*DATA LISTING*
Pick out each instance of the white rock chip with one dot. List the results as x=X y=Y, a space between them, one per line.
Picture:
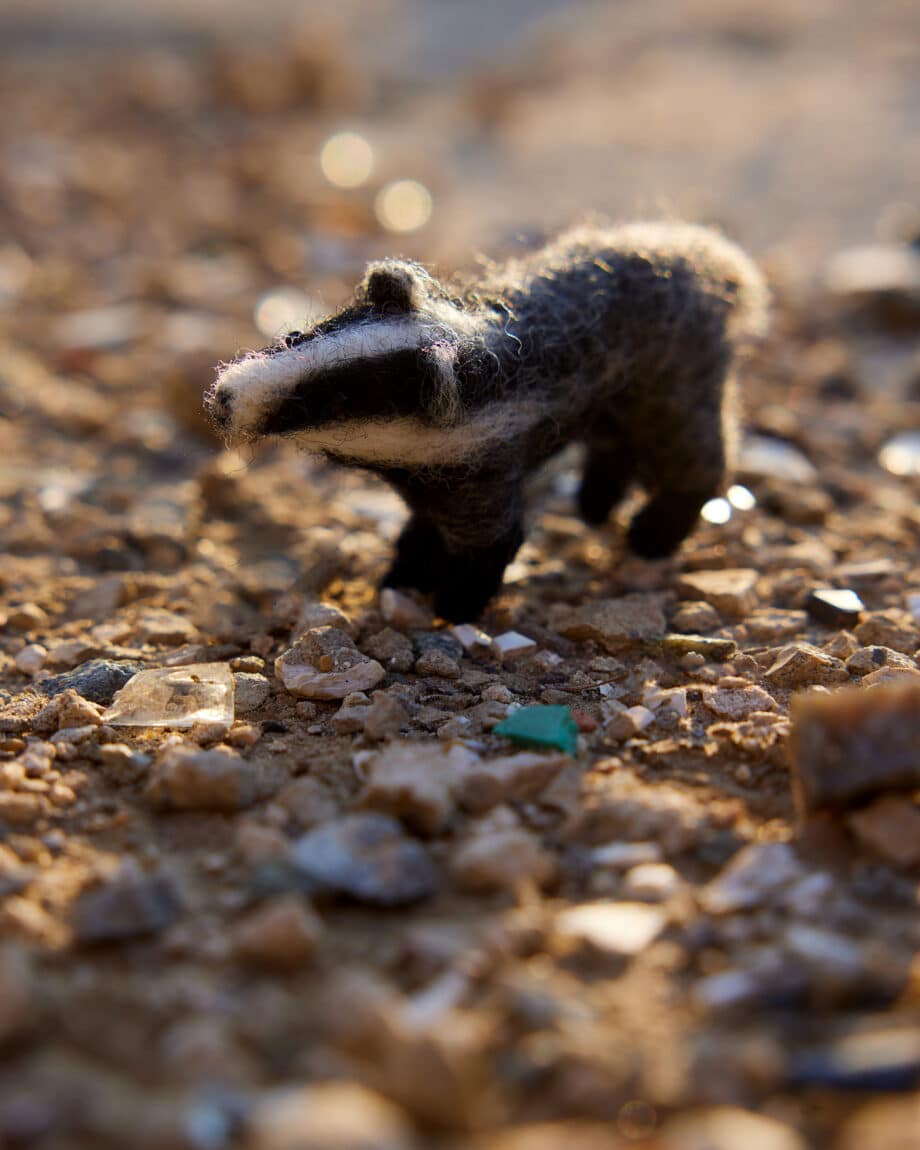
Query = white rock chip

...

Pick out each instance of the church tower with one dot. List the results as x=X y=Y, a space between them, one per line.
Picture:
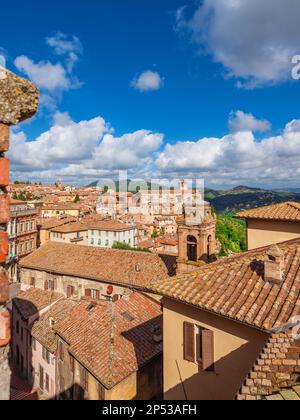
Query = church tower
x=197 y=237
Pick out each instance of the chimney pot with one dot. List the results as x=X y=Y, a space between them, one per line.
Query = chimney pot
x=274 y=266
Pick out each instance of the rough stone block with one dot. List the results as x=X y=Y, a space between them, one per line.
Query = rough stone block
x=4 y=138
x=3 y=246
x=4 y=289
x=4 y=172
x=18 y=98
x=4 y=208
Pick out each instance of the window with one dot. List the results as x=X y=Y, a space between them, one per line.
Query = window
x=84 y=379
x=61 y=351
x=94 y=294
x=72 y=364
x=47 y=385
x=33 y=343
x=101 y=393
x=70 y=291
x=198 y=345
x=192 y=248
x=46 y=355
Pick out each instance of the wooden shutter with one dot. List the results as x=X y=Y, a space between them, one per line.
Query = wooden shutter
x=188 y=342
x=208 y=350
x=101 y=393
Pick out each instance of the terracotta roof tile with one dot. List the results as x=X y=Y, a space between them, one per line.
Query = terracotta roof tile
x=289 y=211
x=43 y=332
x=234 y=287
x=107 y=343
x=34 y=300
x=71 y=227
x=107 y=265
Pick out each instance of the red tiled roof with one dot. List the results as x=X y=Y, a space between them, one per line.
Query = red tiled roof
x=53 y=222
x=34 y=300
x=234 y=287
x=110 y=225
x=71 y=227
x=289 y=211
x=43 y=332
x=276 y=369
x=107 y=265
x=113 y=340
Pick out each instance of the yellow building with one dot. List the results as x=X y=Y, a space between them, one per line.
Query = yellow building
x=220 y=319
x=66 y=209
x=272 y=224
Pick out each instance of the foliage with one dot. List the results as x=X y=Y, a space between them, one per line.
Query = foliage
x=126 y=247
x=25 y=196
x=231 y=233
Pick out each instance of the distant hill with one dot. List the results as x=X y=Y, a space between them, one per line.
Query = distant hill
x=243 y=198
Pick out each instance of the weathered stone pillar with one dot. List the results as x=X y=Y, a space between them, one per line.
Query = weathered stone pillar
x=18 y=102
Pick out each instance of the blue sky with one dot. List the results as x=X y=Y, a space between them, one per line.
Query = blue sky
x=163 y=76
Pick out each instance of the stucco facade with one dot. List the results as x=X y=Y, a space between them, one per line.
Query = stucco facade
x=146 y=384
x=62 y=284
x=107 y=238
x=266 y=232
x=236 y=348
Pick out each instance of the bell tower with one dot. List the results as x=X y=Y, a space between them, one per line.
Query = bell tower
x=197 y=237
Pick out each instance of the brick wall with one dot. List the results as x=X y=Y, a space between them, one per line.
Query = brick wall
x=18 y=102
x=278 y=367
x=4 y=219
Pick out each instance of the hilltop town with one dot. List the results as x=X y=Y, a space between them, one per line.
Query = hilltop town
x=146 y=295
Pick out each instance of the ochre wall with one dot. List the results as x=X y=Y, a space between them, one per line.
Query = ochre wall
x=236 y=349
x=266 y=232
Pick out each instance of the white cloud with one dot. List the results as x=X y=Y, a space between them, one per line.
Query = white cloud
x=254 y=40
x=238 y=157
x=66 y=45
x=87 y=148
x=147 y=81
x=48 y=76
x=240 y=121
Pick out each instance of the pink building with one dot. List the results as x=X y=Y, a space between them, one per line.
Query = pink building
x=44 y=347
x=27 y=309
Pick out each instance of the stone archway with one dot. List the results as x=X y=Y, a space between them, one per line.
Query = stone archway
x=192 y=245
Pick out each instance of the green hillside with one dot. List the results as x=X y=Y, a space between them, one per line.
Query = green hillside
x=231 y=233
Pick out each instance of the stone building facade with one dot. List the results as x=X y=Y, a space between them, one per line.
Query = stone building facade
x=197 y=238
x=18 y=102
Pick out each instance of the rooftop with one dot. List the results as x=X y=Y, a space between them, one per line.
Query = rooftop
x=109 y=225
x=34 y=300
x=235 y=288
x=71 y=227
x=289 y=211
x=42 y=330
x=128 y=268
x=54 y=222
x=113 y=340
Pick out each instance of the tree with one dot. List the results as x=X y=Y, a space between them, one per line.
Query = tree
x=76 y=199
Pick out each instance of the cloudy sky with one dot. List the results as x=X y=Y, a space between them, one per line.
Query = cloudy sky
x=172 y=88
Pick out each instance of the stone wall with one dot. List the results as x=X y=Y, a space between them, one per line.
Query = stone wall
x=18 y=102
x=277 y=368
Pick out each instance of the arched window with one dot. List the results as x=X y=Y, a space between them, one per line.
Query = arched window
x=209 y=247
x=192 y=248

*TASK DESCRIPTION*
Reproduce word for word everything in the data from the line containing "Pick out each instance of the bell" down to the line containing "x=240 y=121", including both of those lines.

*SOLUTION TO THE PROBLEM*
Pick out each instance of the bell tower with one dot. List the results as x=X y=Y, a space between them, one per line.
Query = bell tower
x=197 y=237
Pick out each instance of the brick wall with one dot. List the results as x=X y=Y, a space between them, one per line.
Query = brick wall
x=18 y=102
x=278 y=367
x=4 y=219
Pick out each instance of the hilltop town with one dot. List the results as x=X y=Y, a space between them, one per line.
Query = hilltop town
x=146 y=295
Pick out each instance of the ochre wall with one dot. List the results as x=X y=Y, a space between them, one per line.
Query = ochre wall
x=236 y=349
x=266 y=232
Pick out each instance of the white cloud with one dot. List the results as x=X y=Y, a space between them, one per line.
Query = white cloud
x=254 y=40
x=238 y=157
x=66 y=45
x=87 y=148
x=147 y=81
x=48 y=76
x=240 y=121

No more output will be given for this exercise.